--- BEGIN GIVEN PASSAGE ---
As a freelance writer, which is as good a description of what I do as any, I take the jobs that are offered to me. Especially in this industry, where I am still owed money from features written in May, and at the time of writing, no less than EIGHT newspapers/magazines/television companies owe me money (for articles I’ve written for them, not articles they’ve written about me). So when a newspaper or magazine gets in touch and asks me to write 800 words in an hour, I drop whatever I’m doing, and write it. It’s how I earn a living. I don’t expect people with secure desk jobs to understand that I don’t write articles and send them off, I write articles that I’m telephoned and asked to write – but then, you’re only an expert on what you know.

A food photographer that I greatly admire mused on Twitter this morning that “that Jack Monroe is going to start p*ssing people off soon.” I’m unsurprised. I’ve been p*ssing people off since I started writing my blog – given that it was started as a counter to a Tory councillor pontificating that “druggies, drunks and single mums are ruining the town”, is anyone surprised that I’m a little bit feisty?

The Caitlin Moran tweet that I was sent in my email inbox wasn’t tweeted to me, but it serves as a reminder that no matter what you do, no matter who you are, people will knock you down. “The abuse is just exhausting and endless”, she said. “It really, really fucks with your head.” Yes, it does. Yes it does.

As Stephen Fry said re a certain national newspaper, the media very good at constructing a fake coconut, and then knocking it down, and claiming a prize for doing so. The “fake coconut” in this scenario was addressed in yesterday’s Comment Is Free article, the idea that austerity cooking has been hijacked by the moralisers. Commenters queued up to take their swipes, at the rich, the poor, the lentils and the lager – and yes, comment is free. Freedom of speech is invaluable. But freedom of speech should not be used to perpetuate lies and myths, and that’s where Angry Bird stepped in. AB was angry over being misrepresented in the Left Futures piece. AB was angry when a celebrity chef used a terrible example of class snobbery to make a point about food culture in the UK. AB was angry when her Twitter feed filled up with endless, exhausting abuse from anonymous, faceless accounts. Every time that phone flashes up a Twitter notification, I sink a little inside.
--- END GIVEN PASSAGE ---
--- BEGIN INFORMATION GIVEN ---
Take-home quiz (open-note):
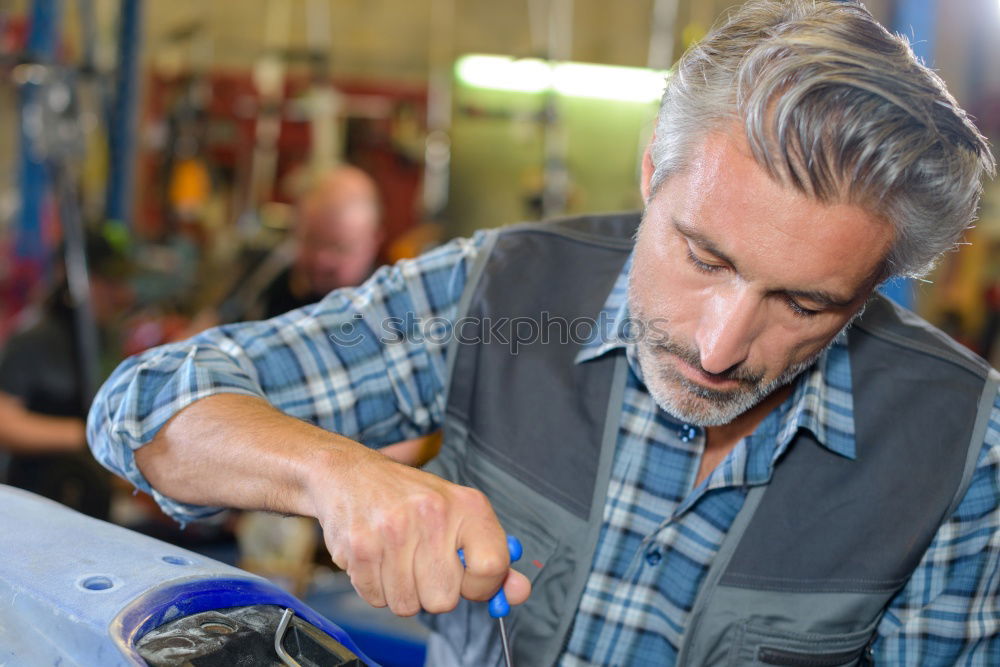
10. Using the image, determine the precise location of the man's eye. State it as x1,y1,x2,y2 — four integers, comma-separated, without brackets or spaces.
785,297,823,317
688,248,726,273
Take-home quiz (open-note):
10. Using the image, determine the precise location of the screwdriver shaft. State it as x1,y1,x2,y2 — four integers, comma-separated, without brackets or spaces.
497,616,514,667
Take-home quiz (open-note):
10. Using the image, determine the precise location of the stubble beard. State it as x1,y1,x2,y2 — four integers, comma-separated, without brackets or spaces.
628,286,840,427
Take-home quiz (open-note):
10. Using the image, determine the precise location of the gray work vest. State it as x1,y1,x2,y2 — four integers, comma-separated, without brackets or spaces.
425,215,997,667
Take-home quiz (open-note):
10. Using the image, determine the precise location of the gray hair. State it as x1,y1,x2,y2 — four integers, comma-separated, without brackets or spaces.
650,0,995,279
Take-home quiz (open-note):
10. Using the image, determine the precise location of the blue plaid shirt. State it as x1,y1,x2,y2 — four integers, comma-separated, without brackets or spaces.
88,232,1000,665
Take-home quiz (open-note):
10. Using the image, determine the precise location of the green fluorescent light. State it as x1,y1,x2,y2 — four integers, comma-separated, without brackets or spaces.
455,56,552,93
455,55,667,102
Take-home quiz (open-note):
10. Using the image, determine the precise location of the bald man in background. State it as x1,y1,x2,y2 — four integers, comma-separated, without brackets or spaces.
258,166,382,319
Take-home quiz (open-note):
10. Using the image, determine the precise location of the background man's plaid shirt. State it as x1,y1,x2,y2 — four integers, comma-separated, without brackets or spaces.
88,232,1000,666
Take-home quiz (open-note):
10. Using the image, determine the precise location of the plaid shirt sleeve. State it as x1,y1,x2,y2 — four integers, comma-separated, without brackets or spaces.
87,233,487,523
873,388,1000,667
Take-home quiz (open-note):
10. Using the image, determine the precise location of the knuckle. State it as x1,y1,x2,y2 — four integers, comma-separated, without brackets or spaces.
422,591,459,614
412,493,448,523
389,595,420,616
469,554,508,578
351,575,385,607
459,486,492,512
347,530,379,563
378,513,409,547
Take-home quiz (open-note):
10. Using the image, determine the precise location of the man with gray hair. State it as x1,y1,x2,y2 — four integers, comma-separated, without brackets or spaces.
89,0,1000,666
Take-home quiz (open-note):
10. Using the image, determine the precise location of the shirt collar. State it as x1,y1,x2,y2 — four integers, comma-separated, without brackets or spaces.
574,248,856,461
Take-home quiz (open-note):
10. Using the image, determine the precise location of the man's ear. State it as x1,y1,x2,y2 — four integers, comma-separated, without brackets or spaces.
639,138,656,202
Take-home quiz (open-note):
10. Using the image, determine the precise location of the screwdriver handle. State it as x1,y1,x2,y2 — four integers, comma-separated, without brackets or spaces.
458,535,524,618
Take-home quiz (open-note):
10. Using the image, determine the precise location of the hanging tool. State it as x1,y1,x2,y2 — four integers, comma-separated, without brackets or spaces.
458,535,524,667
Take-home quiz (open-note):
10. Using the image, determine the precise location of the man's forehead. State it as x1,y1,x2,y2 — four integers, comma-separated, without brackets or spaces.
648,133,893,300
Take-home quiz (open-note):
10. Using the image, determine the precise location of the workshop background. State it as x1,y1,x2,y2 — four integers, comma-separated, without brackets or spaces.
0,0,1000,664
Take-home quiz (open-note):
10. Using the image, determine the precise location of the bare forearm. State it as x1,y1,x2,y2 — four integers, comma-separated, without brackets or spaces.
136,394,530,615
135,394,360,516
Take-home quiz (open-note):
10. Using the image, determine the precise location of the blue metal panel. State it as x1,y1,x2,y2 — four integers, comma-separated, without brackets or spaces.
105,0,143,224
0,484,375,667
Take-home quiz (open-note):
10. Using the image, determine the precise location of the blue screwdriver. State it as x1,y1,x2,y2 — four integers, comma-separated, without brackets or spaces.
458,535,524,667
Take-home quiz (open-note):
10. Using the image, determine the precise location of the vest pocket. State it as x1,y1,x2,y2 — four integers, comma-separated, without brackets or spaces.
757,646,867,667
731,621,876,667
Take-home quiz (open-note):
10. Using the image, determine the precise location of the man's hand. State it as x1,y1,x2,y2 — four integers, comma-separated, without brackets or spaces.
309,449,531,616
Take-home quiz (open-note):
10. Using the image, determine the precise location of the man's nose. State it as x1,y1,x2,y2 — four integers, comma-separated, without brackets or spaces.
695,287,760,373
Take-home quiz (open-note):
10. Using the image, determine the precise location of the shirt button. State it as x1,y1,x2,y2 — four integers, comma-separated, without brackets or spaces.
680,424,698,442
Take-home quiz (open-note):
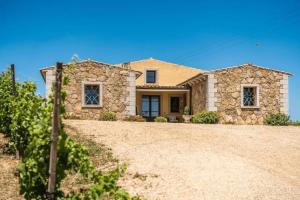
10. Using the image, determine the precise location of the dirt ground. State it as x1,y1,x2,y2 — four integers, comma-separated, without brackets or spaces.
65,120,300,200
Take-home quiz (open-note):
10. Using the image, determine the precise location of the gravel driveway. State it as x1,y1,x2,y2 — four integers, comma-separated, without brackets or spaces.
65,120,300,200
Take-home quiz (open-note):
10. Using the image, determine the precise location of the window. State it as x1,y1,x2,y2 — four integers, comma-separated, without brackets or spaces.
241,85,259,108
170,97,180,113
146,70,156,83
82,82,102,107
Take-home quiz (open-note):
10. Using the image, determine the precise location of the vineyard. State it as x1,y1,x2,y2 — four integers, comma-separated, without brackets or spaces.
0,66,139,200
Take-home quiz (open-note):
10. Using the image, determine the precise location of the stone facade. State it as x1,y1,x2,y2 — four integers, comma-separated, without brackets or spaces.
191,79,207,114
46,61,136,119
213,64,288,124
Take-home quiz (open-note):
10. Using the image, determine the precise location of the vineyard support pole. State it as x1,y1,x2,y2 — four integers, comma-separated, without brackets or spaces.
10,64,20,160
47,62,62,200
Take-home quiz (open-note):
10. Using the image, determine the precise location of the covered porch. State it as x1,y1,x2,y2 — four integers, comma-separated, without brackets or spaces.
136,85,191,121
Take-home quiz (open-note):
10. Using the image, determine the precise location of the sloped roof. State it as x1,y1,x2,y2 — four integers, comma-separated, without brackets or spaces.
178,64,293,86
210,63,293,76
117,58,206,86
40,59,142,81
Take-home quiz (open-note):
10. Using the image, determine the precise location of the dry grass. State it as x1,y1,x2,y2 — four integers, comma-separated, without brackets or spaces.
66,120,300,200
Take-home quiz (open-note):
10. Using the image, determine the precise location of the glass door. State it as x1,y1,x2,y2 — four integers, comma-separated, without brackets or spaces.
142,95,160,119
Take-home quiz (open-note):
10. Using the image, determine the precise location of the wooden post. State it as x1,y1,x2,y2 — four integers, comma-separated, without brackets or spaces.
10,64,17,96
47,63,62,200
10,64,20,160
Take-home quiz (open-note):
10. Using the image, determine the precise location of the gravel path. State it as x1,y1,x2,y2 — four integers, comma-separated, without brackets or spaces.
65,120,300,200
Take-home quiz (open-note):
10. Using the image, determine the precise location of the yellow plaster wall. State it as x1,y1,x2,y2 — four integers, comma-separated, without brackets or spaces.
136,91,189,116
121,58,204,86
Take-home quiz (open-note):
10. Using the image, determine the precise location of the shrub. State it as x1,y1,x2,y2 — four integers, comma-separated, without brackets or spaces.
154,116,168,123
192,111,219,124
99,112,117,121
289,121,300,126
264,113,290,126
124,115,146,122
183,106,190,115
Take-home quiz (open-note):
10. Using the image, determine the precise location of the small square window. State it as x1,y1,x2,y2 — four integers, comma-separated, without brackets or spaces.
171,97,180,113
242,85,259,108
82,82,102,107
84,85,99,105
146,70,156,83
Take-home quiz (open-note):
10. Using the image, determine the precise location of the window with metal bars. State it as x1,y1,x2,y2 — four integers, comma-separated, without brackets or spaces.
84,85,100,105
242,85,259,108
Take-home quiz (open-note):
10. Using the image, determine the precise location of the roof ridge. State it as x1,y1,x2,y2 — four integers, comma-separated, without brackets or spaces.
116,57,207,72
208,63,293,76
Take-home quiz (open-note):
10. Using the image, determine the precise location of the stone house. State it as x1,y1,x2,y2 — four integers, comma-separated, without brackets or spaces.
41,58,291,124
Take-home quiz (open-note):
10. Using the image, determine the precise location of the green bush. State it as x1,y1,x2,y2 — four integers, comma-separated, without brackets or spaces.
289,121,300,126
154,116,168,123
0,65,139,200
124,115,146,122
192,111,219,124
99,112,117,121
264,113,290,126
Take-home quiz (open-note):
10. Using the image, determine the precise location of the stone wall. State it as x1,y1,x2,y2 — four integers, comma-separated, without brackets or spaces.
192,79,207,114
46,61,135,119
214,64,288,124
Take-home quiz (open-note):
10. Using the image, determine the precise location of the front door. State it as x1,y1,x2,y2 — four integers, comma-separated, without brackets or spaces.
142,95,160,120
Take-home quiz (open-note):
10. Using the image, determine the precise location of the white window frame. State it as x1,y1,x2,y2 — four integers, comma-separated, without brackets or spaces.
81,81,103,108
241,84,259,108
144,67,159,85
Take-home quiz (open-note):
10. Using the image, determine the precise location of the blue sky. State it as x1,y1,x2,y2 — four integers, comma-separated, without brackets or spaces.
0,0,300,120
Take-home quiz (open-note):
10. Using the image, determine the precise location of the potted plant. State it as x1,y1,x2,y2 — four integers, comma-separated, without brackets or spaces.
182,106,192,123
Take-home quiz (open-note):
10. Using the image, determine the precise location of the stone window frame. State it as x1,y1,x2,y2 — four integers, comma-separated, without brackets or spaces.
81,81,103,108
168,94,183,114
241,84,260,109
144,67,159,85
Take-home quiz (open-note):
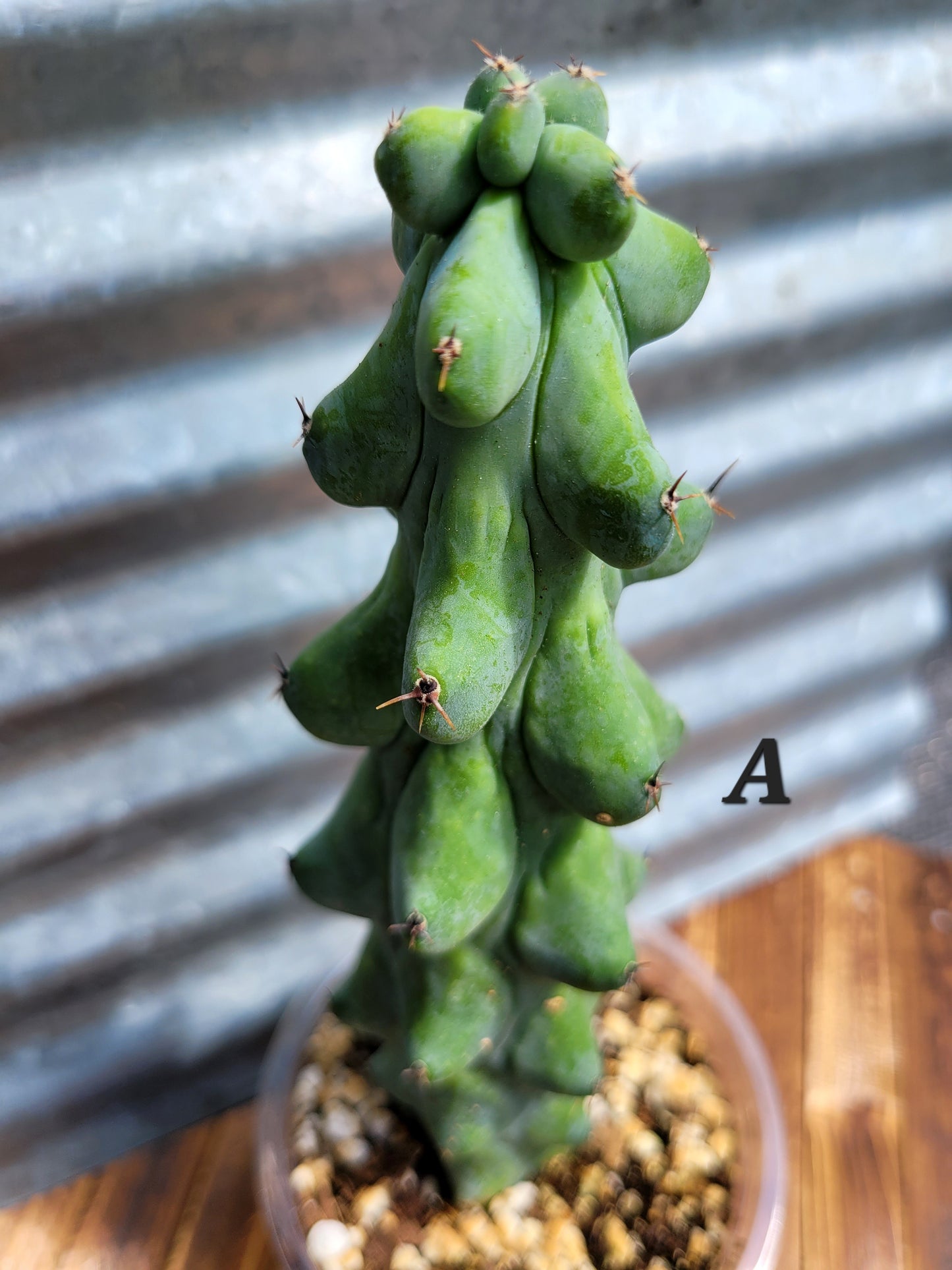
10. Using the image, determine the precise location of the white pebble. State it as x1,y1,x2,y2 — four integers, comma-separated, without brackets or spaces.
292,1115,321,1159
503,1182,538,1217
354,1182,389,1229
389,1244,430,1270
291,1063,323,1111
307,1218,363,1270
334,1138,372,1169
322,1103,360,1141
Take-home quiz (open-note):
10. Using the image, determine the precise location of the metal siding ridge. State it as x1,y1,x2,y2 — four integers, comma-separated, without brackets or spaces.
0,789,339,1004
0,574,945,873
0,311,952,536
0,456,952,712
615,456,952,649
0,908,363,1126
0,23,952,322
0,508,393,726
654,573,948,733
0,318,383,536
0,577,944,1000
631,194,952,370
631,770,915,921
615,676,929,860
0,678,337,874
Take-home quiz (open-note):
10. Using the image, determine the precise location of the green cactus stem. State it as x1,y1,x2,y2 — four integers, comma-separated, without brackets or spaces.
282,49,729,1199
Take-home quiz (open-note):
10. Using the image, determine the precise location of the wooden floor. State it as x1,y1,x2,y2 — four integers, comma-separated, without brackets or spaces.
0,840,952,1270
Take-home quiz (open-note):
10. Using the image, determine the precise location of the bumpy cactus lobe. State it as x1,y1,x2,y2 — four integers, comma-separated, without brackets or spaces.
283,49,716,1198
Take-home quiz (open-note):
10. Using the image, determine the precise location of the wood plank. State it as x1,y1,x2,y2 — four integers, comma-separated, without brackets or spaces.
0,840,952,1270
0,1174,99,1270
802,840,907,1270
714,865,819,1270
882,842,952,1270
163,1105,278,1270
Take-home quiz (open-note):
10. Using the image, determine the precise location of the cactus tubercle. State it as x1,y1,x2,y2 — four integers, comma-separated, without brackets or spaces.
278,42,731,1199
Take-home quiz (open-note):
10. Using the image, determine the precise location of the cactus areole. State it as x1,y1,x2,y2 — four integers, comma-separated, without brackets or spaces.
282,47,719,1199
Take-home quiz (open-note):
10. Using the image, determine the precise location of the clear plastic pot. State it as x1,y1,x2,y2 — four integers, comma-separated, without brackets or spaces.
258,926,787,1270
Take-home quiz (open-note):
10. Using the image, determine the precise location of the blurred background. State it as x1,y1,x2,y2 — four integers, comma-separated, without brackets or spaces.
0,0,952,1201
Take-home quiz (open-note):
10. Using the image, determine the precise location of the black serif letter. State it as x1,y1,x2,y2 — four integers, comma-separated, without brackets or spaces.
721,737,789,804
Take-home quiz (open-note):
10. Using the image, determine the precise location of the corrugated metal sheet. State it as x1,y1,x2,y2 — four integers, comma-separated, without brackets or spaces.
0,0,952,1198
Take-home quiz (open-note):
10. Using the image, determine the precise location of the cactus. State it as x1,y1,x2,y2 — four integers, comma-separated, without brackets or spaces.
282,47,721,1198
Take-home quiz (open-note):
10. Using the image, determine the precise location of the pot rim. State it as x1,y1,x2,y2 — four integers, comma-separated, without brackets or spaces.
255,921,787,1270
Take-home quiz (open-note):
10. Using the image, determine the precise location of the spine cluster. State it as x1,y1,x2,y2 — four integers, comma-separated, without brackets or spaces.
283,47,717,1198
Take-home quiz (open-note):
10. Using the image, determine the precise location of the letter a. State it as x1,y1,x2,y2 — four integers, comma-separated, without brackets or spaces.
721,737,789,804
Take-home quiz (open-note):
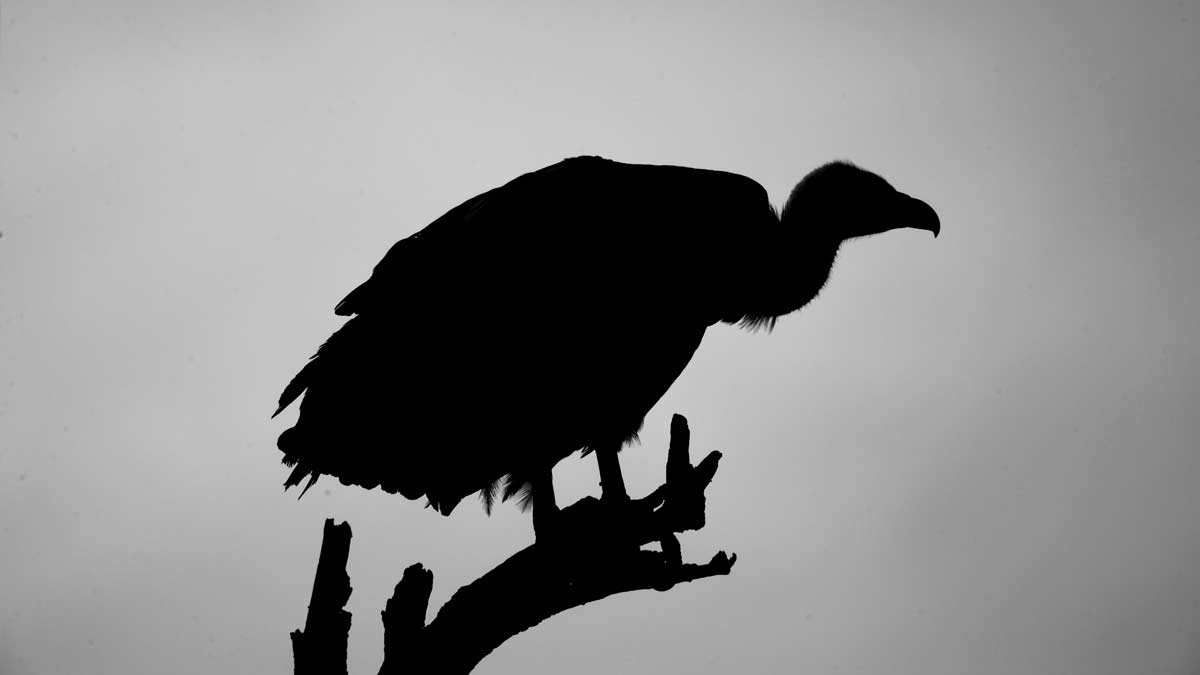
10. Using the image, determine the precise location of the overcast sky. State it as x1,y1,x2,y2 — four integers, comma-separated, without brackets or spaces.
0,0,1200,675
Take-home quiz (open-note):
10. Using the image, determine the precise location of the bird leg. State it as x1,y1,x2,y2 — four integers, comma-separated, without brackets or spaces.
529,466,558,540
596,442,629,502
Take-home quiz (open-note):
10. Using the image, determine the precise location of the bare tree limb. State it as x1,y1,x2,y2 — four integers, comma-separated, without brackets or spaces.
292,518,350,675
293,414,737,675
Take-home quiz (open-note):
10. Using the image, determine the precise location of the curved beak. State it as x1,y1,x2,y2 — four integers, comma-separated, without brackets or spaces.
896,192,942,238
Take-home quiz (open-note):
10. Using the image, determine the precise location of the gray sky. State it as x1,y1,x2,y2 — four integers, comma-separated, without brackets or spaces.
0,0,1200,675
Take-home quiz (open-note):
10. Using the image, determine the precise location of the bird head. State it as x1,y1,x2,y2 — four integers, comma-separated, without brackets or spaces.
784,161,942,240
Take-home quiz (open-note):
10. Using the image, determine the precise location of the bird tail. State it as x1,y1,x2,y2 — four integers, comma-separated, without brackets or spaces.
278,428,320,500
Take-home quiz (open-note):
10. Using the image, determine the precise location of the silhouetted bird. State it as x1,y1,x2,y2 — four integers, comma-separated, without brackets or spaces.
276,157,940,527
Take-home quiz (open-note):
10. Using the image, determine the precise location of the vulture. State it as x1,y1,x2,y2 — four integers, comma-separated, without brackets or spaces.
275,156,941,531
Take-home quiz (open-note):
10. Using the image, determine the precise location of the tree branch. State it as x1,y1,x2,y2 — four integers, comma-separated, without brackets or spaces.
293,414,737,675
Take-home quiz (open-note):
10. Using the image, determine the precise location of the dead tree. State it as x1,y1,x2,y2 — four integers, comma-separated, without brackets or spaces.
292,414,737,675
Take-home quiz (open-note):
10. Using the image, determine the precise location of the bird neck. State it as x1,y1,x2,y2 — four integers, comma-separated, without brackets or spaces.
743,204,841,327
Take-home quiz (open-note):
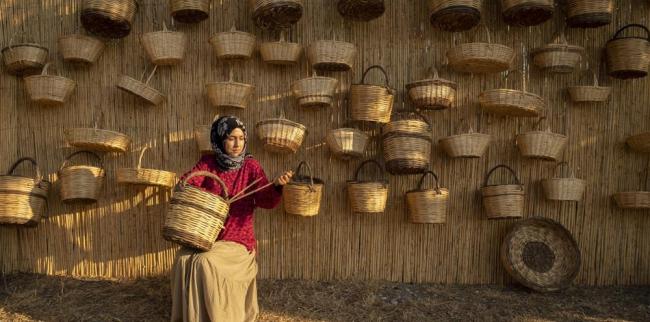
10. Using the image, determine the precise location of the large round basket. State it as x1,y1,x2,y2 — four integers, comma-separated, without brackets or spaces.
347,160,388,214
58,151,106,204
162,171,230,251
501,217,580,292
406,171,449,224
0,158,50,226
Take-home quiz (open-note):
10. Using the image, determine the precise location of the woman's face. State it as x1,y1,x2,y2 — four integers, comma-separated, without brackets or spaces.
223,128,246,158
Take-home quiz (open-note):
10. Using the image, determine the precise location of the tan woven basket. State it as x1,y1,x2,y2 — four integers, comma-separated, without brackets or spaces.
307,40,357,72
282,161,324,217
162,171,230,251
58,151,106,203
58,34,106,64
605,24,650,79
169,0,211,23
350,65,395,123
406,171,449,224
481,164,525,219
81,0,138,38
347,160,388,214
542,162,587,201
25,64,77,106
429,0,483,32
0,158,50,226
116,147,176,188
447,25,515,73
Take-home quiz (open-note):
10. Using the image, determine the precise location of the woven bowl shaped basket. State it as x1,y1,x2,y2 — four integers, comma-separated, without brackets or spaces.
501,217,580,292
162,171,230,251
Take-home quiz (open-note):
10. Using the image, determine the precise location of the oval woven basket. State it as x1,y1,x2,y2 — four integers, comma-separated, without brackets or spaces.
0,158,51,226
162,171,230,251
501,217,580,292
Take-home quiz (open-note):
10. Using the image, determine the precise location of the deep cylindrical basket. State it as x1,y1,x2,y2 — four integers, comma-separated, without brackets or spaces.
162,171,230,251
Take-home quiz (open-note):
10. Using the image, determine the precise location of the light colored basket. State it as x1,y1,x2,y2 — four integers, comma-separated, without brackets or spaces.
58,151,106,203
406,171,449,224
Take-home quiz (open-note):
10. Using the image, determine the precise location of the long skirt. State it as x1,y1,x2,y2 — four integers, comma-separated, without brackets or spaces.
171,241,259,322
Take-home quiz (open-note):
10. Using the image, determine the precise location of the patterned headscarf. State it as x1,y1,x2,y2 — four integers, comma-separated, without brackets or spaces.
210,116,250,170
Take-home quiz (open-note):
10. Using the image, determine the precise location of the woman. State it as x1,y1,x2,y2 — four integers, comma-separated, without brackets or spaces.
172,116,293,322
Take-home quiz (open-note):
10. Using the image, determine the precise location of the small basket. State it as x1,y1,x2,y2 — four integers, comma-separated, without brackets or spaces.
429,0,483,32
406,171,449,224
249,0,304,29
447,25,515,73
116,147,176,188
0,158,50,226
25,64,77,106
542,162,587,201
347,160,388,214
81,0,138,38
350,65,395,123
501,217,580,292
162,171,230,251
307,40,357,72
58,151,106,204
481,164,525,219
210,26,255,60
605,24,650,79
336,0,386,21
282,161,324,217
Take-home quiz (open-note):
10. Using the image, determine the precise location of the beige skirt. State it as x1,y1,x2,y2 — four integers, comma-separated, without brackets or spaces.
171,241,259,322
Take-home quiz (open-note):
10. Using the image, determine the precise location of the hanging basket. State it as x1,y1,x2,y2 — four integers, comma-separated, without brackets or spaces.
162,171,230,251
0,158,50,226
406,171,449,224
347,160,388,214
58,151,106,203
282,161,324,217
501,217,580,292
542,162,587,201
336,0,386,21
605,24,650,79
350,65,395,123
249,0,304,29
25,64,77,106
58,34,106,64
429,0,483,32
307,40,357,72
481,164,525,219
81,0,138,38
406,67,458,110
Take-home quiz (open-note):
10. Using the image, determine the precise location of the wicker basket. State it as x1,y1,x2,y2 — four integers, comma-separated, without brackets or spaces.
116,147,176,188
501,217,580,292
25,64,77,106
210,26,255,60
336,0,386,21
0,158,50,226
347,160,388,214
350,65,395,123
447,25,515,73
58,151,106,203
249,0,304,29
162,171,230,251
58,34,106,64
307,40,357,72
406,171,449,224
605,24,650,79
169,0,211,23
406,67,458,110
542,162,587,201
566,0,614,28
429,0,483,32
282,161,324,217
481,164,525,219
81,0,138,38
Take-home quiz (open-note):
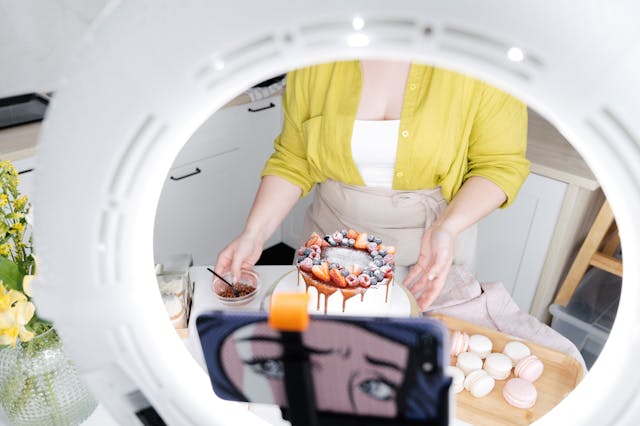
--- END INFORMATION GIVEN ---
* DIRECTIVE 1 *
Reproduce the piece on freelance writing and online abuse, starting with "A food photographer" and going on through "little bit feisty?".
* DIRECTIVE 2 *
In the piece on freelance writing and online abuse, how many newspapers, magazines, and television companies owe the writer money at the time of writing?
* DIRECTIVE 3 *
Extend the piece on freelance writing and online abuse, picking up after its final sentence.

* EXPECTED ANSWER 1 *
A food photographer that I greatly admire mused on Twitter this morning that “that Jack Monroe is going to start p*ssing people off soon.” I’m unsurprised. I’ve been p*ssing people off since I started writing my blog – given that it was started as a counter to a Tory councillor pontificating that “druggies, drunks and single mums are ruining the town”, is anyone surprised that I’m a little bit feisty?

* EXPECTED ANSWER 2 *
Eight.

* EXPECTED ANSWER 3 *
People have been in touch in droves these past few days to tell me that I was too hard on Jamie, that I’ve messed up, that I’m wrong. And those are the politer things that were said. But whether he was a TV chef or an Army general, I would have lambasted anyone who undermined the issues of food poverty by implying that it was because of “massive f***ing telly”s. I don’t speak for everyone, in the same way that nobody speaks for me – I don’t have a PR team, or an outsourced company dealing with my Twitter feed. I read and answer my own emails, Facebook page, blog, and Twitter feed – which means I also read first hand the abuse, the name calling, the pontifications about my weight and appearance, the swipes and the sneers. I’ve considered leaving Twitter a few times, as the death threats from middle aged white men with England flags as avatars poured in when I came out as gay, and with the torrent of abuse following the Independent article. But I’m here to stay.

I started as an angry bird with an opinion blog, and I’m still an angry bird with an opinion blog. Sorry if you came for the recipes and didn’t like it when you found out that the gingham apron had claws. But you’re only an expert in what you know.